Мне вполне понятны движения их страждущих умов: ведь ремонт — дело судьбоносное, не только потому, что надолго и дорого. А потому что выбрать интерьер, убранство дома — это определить будущее своих настроений, позывов, вкусов. Это, конечно, обширная и сложная тема. Хотя смешно было наблюдать бесталанные попытки умничать на эстетические темы, меня больше заинтересовал конфликт вкусов среди шпатлевок и ковриков для ванн. Даже мы с женой, обычно находящие какие-то общие точки во взглядах на самые разные вещи, не без удовольствия попрепирались добрых полчаса (повод я вам не открою). Язвить насчет чужих вкусов — это так приятно, не зря Честертон острил, дескать, конечно же, о вкусах не спорят: из-за вкусов бранятся, скандалят и ругаются.
Но, несмотря на экзистенциальный прорыв в эстетику, увы, следует констатировать, что потребитель поголовно болен. Болен поисками гармонии. Симптоматика заболевания проявляется редко, но тут условия сами располагают. Разные эпидемии и эпизоотии в наше время не редкость, однако, к примеру, вирус позитивчика хотя более навязчив и неприятен в своих внешних симптомах, зато легко излечивается — стереть лыбу со щщей проще простого. Правда, хороший пример из жизни, лишающий подслеповатых радостных глаз хотя бы на пару дней, потребует уже определенных педагогических талантов, но и тут нет ничего невозможного. Совсем не так с хроническим или острым домогательством гармонии.

ЗАДАНИЕ 1: Выберите из записей все строки, в которых есть слово «snow», и выпишите их.

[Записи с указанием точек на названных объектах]
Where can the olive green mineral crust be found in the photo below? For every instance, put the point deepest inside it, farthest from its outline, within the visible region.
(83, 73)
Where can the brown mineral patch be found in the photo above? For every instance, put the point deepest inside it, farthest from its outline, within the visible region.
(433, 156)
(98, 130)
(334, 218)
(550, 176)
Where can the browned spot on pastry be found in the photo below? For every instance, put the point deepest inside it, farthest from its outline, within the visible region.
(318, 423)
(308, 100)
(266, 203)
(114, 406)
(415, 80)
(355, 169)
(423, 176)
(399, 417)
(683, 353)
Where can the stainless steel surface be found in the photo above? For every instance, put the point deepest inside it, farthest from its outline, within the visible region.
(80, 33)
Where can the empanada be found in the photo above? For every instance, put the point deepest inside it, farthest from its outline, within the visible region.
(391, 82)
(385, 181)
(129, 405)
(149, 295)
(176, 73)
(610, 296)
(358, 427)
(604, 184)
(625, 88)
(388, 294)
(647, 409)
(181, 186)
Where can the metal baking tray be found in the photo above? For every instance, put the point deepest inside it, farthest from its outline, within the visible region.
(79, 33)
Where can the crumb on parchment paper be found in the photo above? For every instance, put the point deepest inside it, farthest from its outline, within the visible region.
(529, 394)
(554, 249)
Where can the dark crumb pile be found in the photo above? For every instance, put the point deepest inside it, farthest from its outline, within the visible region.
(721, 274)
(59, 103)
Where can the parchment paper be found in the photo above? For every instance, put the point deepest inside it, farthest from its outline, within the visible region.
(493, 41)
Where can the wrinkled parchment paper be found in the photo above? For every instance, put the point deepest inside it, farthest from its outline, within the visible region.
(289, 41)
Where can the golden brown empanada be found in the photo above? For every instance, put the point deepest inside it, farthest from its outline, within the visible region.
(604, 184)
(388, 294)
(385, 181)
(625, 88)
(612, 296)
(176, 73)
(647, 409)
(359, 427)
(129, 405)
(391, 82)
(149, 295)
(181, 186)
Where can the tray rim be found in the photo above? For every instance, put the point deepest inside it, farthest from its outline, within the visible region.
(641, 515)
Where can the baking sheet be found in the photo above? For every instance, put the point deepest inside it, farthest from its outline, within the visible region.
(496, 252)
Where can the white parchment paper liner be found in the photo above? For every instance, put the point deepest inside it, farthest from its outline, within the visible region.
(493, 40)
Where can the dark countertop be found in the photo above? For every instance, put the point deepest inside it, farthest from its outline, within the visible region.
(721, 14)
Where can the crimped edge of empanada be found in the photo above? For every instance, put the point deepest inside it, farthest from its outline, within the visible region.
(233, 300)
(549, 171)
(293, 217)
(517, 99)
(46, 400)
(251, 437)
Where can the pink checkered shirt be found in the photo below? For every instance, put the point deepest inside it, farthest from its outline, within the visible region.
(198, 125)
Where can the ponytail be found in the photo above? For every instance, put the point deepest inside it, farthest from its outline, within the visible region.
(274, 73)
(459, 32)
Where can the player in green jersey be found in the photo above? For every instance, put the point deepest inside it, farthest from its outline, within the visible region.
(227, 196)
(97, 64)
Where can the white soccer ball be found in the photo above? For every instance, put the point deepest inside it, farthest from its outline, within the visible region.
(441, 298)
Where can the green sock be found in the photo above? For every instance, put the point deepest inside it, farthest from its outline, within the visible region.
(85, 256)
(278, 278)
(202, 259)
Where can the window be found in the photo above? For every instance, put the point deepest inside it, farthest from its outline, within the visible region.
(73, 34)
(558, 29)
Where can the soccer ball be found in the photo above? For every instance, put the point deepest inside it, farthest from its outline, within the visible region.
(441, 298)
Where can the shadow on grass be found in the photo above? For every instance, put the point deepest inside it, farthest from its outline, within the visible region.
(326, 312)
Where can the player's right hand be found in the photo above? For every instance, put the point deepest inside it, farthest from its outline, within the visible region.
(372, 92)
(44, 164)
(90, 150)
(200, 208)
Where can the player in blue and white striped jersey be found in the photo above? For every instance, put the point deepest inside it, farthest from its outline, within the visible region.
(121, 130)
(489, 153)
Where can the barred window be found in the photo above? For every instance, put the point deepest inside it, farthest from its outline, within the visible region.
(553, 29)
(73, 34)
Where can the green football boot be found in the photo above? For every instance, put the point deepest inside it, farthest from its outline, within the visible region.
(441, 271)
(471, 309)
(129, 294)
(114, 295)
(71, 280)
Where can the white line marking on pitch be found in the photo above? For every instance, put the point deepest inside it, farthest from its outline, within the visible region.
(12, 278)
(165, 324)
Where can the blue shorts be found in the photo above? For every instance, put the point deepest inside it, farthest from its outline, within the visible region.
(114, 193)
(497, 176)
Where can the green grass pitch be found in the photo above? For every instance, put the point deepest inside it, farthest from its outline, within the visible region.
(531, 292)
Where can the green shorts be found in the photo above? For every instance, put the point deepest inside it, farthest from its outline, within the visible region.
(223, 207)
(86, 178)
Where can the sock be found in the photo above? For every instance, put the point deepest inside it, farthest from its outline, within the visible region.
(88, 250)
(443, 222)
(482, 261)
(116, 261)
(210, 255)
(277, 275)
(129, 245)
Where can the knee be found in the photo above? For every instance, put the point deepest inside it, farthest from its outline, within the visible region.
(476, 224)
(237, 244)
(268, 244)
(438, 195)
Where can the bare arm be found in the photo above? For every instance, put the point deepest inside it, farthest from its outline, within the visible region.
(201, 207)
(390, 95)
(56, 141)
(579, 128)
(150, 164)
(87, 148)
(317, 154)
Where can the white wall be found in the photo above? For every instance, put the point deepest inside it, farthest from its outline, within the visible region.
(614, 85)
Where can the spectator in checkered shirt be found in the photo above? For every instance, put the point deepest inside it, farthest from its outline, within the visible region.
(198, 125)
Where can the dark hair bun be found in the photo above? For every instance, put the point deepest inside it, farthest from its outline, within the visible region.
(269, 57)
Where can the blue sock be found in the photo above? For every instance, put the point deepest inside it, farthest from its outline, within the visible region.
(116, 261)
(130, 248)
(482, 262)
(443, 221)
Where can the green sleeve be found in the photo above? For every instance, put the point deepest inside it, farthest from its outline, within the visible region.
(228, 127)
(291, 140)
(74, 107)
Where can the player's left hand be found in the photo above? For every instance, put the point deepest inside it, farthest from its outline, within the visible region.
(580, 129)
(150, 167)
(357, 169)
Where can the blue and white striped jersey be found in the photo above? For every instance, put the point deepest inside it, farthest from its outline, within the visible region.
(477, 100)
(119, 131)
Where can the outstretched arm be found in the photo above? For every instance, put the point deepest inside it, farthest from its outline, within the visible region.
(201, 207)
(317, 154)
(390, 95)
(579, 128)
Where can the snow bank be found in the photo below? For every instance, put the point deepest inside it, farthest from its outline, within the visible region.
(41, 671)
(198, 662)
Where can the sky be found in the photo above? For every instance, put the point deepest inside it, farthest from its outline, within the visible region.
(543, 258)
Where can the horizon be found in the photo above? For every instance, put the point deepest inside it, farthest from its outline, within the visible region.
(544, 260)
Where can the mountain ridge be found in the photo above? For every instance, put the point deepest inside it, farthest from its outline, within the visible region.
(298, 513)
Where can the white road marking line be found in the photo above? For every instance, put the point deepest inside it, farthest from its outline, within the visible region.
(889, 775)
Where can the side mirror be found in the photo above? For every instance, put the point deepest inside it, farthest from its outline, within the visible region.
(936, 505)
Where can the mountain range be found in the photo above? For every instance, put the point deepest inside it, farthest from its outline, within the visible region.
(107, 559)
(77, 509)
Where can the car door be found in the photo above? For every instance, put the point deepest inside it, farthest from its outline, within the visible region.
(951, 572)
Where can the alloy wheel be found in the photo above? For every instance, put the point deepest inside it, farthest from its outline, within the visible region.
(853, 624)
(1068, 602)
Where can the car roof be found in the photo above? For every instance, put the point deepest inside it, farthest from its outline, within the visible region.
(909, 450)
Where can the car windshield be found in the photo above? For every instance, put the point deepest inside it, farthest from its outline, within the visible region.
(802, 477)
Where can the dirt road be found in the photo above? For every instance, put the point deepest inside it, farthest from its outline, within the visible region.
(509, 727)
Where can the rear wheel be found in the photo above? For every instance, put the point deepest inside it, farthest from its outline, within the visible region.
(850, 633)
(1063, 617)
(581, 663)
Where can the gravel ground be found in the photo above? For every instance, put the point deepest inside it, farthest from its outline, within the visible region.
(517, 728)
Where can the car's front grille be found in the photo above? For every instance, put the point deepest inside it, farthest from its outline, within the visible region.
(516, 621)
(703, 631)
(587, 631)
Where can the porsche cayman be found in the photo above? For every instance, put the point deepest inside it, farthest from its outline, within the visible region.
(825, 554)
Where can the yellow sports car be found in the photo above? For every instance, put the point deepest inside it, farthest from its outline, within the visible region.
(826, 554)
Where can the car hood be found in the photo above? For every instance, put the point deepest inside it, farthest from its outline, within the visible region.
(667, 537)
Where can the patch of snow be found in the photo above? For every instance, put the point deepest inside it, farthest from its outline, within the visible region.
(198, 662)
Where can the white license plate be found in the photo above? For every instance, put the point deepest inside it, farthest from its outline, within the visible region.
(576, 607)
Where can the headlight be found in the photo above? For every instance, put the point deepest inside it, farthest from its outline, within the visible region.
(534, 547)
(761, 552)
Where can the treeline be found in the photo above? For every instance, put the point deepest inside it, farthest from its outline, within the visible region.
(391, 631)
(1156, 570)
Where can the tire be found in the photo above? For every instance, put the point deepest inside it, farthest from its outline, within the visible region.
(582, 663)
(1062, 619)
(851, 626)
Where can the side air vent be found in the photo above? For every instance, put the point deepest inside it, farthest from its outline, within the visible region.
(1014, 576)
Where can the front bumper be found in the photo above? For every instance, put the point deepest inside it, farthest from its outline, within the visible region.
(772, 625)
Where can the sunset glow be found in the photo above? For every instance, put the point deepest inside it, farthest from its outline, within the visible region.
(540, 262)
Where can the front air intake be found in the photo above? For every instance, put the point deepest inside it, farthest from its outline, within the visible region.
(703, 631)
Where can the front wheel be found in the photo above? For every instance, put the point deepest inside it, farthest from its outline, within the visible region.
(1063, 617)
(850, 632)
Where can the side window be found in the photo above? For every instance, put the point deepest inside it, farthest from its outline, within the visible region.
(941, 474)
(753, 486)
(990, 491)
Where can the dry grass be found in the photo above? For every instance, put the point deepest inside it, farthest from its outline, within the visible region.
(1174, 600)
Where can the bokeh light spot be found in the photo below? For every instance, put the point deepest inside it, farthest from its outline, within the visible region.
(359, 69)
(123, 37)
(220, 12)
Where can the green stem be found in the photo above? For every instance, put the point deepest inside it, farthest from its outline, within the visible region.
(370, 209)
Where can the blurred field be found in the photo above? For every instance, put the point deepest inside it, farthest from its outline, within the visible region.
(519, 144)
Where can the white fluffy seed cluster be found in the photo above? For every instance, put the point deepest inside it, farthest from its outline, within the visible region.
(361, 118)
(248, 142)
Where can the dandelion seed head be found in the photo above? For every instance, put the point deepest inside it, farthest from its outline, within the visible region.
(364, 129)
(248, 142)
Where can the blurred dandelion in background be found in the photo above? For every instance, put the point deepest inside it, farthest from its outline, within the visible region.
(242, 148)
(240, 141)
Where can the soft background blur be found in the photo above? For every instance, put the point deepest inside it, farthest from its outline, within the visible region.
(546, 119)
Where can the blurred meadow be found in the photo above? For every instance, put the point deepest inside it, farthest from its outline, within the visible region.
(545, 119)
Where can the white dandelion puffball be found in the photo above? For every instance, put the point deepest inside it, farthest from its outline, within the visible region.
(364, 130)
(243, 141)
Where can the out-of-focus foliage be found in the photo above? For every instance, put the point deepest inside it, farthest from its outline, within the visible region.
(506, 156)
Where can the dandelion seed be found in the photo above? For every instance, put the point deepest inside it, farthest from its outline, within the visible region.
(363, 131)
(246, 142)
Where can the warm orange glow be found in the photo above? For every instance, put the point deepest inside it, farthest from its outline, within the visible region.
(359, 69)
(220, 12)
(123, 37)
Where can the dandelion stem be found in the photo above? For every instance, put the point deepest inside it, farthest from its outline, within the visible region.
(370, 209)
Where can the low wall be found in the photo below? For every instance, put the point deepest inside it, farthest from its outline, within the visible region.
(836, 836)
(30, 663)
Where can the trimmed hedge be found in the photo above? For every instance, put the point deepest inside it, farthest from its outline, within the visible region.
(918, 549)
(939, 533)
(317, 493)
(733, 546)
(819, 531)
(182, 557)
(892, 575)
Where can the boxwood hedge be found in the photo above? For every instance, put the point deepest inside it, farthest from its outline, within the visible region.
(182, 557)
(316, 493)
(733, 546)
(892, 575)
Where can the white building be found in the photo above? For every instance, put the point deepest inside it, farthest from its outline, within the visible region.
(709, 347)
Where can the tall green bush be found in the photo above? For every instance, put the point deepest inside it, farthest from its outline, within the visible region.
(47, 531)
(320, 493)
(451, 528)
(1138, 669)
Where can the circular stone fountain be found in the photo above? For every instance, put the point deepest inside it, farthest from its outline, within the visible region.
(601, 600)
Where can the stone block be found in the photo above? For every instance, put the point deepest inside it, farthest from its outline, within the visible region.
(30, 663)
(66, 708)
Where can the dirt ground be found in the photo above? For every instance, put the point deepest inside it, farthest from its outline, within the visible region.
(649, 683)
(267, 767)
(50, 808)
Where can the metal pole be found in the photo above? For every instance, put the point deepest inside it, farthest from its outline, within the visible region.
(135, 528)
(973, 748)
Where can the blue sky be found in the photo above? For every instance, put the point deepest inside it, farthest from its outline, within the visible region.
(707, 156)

ЗАДАНИЕ 2: Перескажите отрывок в двух предложениях.

ПРАВИЛЬНЫЙ ОТВЕТ 1:
Where can the snow bank be found in the photo below? For every instance, put the point deepest inside it, farthest from its outline, within the visible region.
Where can the patch of snow be found in the photo above? For every instance, put the point deepest inside it, farthest from its outline, within the visible region.

ПРАВИЛЬНЫЙ ОТВЕТ 2: Выбор интерьера при ремонте назван судьбоносным делом, которое определяет будущие настроения и вкусы, а споры о вкусах доставляют удовольствие: даже автор с женой полчаса препирались. Потребитель, по словам автора, поголовно охвачен поисками гармонии, и эту тягу, в отличие от легко устранимой навязчивой позитивности, так просто не излечить.